- **WHAT YOU HAVE TO DO**: Copy out, with no changes, every row from the one containing "Spot black trousers here." down to the one containing "Spot snow-covered mountain here.", including both of those rows.

- **INPUT RECORDS**:
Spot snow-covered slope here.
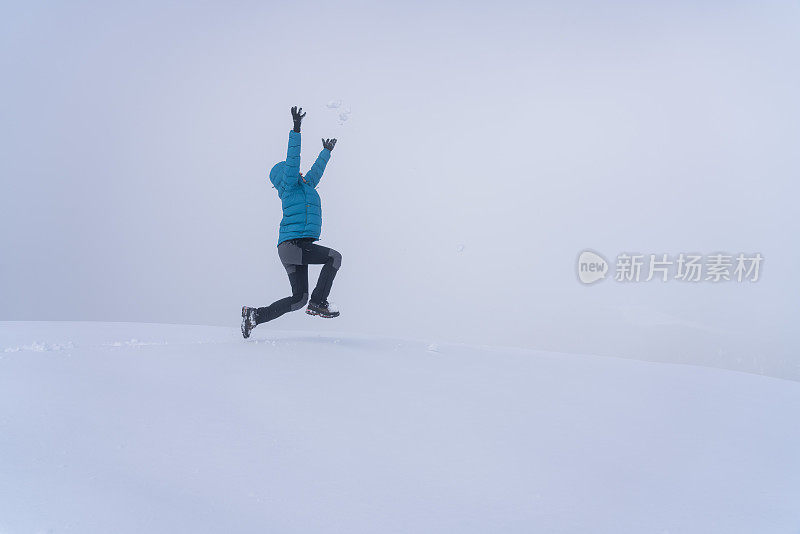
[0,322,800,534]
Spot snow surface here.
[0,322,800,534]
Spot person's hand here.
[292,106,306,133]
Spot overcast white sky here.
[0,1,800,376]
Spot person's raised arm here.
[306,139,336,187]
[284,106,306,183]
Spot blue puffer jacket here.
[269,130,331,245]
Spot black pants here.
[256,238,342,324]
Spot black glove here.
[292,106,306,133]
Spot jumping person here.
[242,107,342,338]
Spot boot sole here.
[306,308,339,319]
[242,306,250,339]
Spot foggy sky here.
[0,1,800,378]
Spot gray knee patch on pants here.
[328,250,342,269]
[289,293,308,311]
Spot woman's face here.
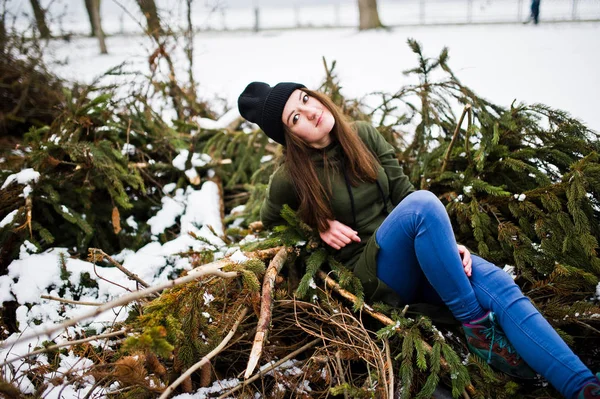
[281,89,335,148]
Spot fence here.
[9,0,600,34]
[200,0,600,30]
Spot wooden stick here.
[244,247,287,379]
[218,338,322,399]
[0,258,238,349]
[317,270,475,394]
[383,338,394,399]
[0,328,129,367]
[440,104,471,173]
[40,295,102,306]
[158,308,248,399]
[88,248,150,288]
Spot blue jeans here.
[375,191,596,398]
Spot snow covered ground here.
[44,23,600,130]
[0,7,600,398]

==

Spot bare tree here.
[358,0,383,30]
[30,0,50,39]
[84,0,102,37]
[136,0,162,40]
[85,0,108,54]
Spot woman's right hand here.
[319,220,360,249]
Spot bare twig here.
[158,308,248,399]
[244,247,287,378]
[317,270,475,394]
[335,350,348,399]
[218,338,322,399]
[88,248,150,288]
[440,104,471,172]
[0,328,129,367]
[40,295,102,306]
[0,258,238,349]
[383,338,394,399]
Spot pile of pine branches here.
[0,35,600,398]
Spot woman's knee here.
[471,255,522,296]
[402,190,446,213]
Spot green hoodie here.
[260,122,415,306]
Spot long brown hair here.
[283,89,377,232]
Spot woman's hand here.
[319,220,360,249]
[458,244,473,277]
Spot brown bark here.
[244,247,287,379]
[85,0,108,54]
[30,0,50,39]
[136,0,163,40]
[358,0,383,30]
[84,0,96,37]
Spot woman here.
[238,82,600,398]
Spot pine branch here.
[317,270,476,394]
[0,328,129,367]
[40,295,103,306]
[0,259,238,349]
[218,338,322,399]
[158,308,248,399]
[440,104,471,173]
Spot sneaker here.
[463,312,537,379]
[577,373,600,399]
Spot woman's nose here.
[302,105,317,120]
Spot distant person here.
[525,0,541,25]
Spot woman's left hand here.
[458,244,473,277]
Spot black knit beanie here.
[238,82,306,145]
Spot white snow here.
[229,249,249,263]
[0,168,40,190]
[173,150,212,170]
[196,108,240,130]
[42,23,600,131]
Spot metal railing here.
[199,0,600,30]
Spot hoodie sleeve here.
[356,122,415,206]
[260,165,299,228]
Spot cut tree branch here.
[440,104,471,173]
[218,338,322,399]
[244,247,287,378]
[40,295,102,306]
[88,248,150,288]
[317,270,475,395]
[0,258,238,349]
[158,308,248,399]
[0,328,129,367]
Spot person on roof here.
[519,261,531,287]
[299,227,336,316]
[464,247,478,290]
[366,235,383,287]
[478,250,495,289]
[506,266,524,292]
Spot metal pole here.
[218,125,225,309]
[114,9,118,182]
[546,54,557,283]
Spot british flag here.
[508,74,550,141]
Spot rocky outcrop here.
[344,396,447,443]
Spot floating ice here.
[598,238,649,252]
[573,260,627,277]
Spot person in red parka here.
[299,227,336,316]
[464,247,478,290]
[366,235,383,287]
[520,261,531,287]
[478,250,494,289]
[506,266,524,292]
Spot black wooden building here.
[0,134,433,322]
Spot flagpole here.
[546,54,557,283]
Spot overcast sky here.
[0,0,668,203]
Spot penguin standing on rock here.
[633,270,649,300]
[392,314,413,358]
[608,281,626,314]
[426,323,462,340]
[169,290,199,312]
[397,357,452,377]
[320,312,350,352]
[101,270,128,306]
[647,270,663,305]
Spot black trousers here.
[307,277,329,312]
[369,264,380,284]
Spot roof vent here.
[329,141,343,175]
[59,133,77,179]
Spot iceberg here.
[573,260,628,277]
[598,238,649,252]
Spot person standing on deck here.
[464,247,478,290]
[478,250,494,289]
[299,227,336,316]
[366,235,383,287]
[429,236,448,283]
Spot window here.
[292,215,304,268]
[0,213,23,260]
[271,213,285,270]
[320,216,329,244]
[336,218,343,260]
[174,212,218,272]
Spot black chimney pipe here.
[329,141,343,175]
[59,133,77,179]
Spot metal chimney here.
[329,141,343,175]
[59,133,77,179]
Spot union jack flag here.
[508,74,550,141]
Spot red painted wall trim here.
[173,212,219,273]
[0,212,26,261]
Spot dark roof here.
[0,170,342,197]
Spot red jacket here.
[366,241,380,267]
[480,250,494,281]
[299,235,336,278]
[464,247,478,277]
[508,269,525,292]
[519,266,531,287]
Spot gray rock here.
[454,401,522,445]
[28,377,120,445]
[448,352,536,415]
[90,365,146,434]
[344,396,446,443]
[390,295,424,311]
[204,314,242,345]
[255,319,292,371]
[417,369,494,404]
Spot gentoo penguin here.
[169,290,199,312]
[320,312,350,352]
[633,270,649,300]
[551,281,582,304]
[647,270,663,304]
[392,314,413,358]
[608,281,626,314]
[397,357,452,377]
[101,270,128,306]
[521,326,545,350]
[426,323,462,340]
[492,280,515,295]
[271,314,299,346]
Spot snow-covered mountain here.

- **SOLUTION TO THIS PROBLEM**:
Spot black trousers here.
[307,277,329,312]
[369,264,380,284]
Spot roof vent here.
[329,141,343,175]
[59,133,77,179]
Spot iceberg here.
[573,260,628,277]
[598,238,649,252]
Spot person standing on deck here.
[464,247,478,290]
[478,250,494,289]
[299,227,336,316]
[366,235,383,287]
[429,236,448,283]
Spot window here.
[292,215,304,268]
[0,213,23,260]
[271,213,285,270]
[320,216,329,244]
[336,218,343,260]
[174,212,218,272]
Spot black chimney pipe here.
[329,141,343,175]
[59,133,77,179]
Spot metal chimney here.
[329,141,343,175]
[59,133,77,179]
Spot union jack flag here.
[508,74,550,141]
Spot red painted wall trim here.
[173,212,219,273]
[0,212,26,261]
Spot dark roof here.
[0,170,342,197]
Spot red jacket here.
[366,241,380,267]
[480,250,494,281]
[299,235,336,278]
[464,247,478,277]
[508,269,525,292]
[519,266,531,287]
Spot gray rock here.
[454,401,522,445]
[28,377,120,445]
[448,352,536,415]
[90,365,146,434]
[344,396,446,443]
[390,295,424,311]
[204,314,242,345]
[255,319,292,371]
[417,369,494,404]
Spot gentoo penguin here.
[169,290,199,312]
[320,312,350,352]
[633,270,649,300]
[551,281,582,304]
[647,270,663,304]
[392,314,413,358]
[608,281,626,314]
[397,357,452,377]
[101,270,128,306]
[521,326,545,350]
[426,323,462,340]
[492,280,515,295]
[271,314,299,346]
Spot snow-covered mountain here.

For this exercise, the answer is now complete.